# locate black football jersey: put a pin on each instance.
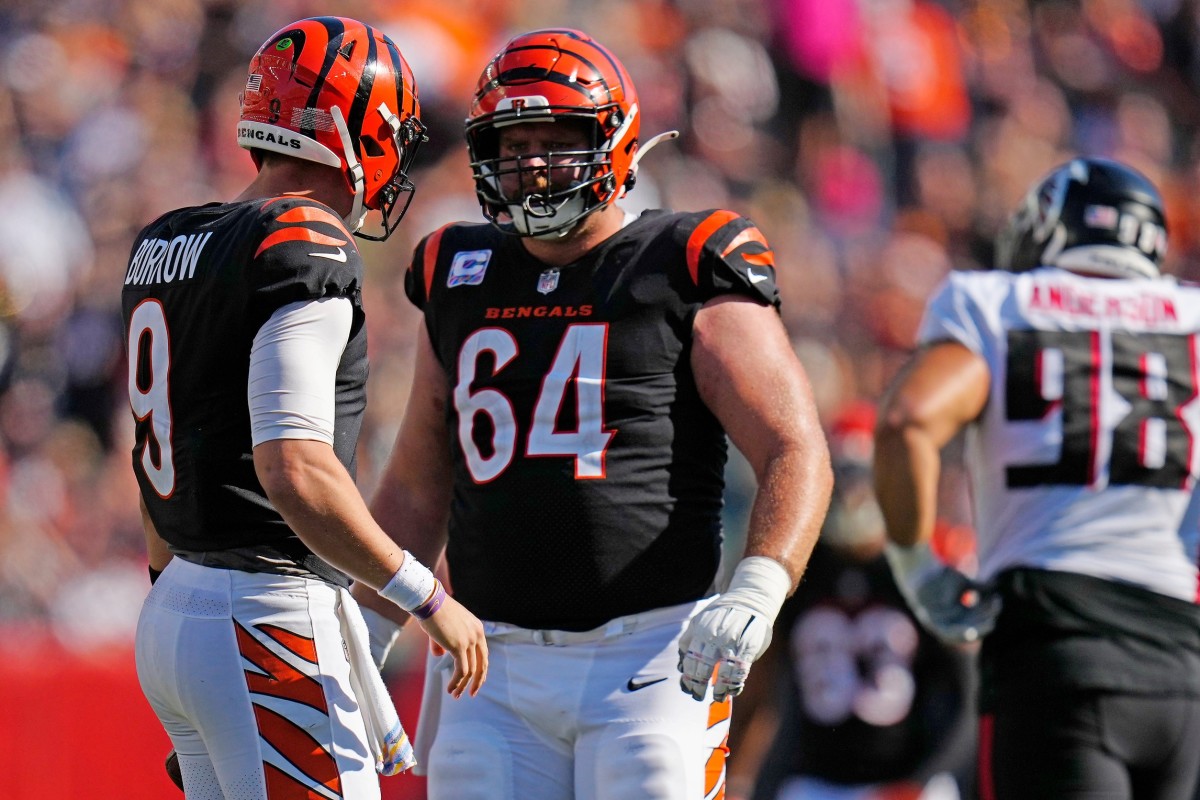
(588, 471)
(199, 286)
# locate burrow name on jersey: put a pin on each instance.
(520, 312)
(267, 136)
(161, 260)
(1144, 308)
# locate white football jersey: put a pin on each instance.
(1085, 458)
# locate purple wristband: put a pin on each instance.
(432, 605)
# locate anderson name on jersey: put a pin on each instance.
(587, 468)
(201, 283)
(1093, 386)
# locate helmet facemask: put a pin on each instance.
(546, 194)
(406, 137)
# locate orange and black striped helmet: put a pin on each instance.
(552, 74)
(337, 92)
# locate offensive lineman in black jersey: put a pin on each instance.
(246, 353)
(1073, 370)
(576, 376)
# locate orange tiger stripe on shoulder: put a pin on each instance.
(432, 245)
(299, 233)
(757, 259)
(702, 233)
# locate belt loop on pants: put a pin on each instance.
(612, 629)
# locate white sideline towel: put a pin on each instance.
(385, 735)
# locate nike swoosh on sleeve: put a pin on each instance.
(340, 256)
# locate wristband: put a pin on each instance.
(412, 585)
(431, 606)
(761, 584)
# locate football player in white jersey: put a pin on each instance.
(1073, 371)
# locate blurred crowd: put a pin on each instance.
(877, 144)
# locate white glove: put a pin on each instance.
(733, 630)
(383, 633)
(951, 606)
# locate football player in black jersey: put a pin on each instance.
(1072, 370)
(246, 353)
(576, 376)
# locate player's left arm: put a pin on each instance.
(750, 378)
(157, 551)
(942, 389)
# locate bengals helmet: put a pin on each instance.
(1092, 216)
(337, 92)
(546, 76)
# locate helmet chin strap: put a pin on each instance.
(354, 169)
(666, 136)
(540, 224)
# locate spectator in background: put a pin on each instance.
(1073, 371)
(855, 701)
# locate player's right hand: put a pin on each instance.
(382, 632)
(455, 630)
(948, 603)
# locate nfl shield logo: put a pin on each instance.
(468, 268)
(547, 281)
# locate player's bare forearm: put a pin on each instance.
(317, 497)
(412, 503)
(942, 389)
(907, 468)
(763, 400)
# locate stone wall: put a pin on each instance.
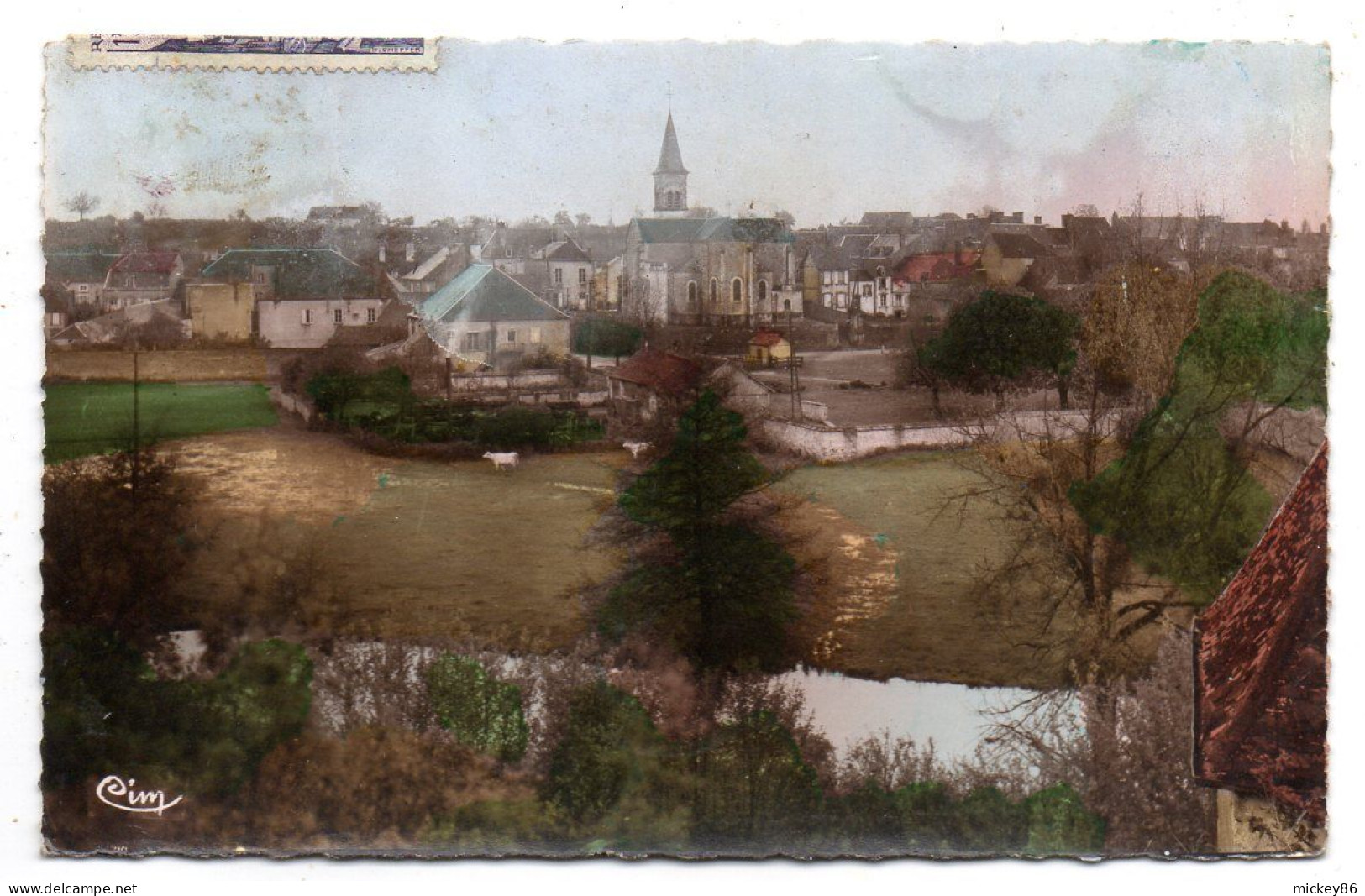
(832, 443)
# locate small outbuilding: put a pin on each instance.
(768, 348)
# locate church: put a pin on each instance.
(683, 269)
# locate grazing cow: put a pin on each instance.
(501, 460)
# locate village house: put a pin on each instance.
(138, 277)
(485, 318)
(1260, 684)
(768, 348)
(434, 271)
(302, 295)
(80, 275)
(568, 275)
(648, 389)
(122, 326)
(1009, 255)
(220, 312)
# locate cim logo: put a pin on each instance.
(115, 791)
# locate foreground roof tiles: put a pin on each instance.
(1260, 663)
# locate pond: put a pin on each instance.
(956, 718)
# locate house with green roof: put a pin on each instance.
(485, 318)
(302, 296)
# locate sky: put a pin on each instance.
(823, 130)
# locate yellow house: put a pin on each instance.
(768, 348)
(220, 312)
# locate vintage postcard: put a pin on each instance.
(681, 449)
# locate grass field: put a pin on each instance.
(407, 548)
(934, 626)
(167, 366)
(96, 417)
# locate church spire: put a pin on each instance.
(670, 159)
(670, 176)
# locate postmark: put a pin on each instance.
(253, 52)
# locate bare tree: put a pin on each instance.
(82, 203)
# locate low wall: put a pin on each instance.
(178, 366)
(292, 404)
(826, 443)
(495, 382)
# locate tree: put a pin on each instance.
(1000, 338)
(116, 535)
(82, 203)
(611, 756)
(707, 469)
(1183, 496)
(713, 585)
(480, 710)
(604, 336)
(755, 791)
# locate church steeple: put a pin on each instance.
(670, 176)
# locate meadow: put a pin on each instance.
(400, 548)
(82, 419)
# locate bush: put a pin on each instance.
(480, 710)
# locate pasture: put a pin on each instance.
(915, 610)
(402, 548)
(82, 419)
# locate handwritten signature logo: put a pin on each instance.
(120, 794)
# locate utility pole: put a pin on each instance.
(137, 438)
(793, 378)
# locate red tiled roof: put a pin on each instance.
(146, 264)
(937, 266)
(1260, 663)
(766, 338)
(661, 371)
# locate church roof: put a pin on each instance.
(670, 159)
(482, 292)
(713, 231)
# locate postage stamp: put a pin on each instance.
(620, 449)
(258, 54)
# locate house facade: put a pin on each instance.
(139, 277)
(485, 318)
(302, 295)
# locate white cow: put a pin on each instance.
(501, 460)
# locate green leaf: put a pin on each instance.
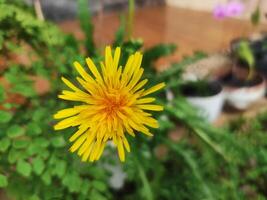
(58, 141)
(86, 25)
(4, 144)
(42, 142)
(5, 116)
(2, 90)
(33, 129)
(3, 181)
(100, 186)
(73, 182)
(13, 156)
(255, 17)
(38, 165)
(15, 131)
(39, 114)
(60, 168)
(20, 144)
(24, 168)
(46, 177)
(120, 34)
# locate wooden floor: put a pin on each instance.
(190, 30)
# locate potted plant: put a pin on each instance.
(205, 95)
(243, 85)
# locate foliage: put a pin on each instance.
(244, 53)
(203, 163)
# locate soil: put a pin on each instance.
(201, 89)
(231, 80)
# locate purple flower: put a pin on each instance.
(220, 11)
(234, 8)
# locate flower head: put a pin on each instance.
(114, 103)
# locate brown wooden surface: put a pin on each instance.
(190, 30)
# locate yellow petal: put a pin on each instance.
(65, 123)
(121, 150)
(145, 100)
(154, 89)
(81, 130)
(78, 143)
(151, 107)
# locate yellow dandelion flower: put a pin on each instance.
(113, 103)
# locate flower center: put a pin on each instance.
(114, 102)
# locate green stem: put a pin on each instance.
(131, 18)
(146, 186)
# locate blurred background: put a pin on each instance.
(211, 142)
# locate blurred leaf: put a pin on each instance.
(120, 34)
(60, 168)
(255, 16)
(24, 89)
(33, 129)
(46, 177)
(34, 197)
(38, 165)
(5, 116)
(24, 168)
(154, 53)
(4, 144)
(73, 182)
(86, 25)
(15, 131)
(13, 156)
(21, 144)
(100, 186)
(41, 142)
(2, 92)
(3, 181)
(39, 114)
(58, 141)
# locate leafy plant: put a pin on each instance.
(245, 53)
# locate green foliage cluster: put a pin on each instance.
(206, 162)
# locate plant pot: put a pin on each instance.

**PROBLEM TO SOLVE**
Please copy out the entries again, starting at the very beginning and going on through the line with "(1144, 308)", requests included. Multiply every coordinate in the answers by 1.05, round each result to a whole number (halves go up), and leave out the pictures.

**EXERCISE SOLUTION**
# locate black football jersey: put a pin on each instance.
(617, 495)
(209, 300)
# locate burrow name on jersey: put a pin on each instance.
(546, 328)
(280, 143)
(169, 273)
(1201, 323)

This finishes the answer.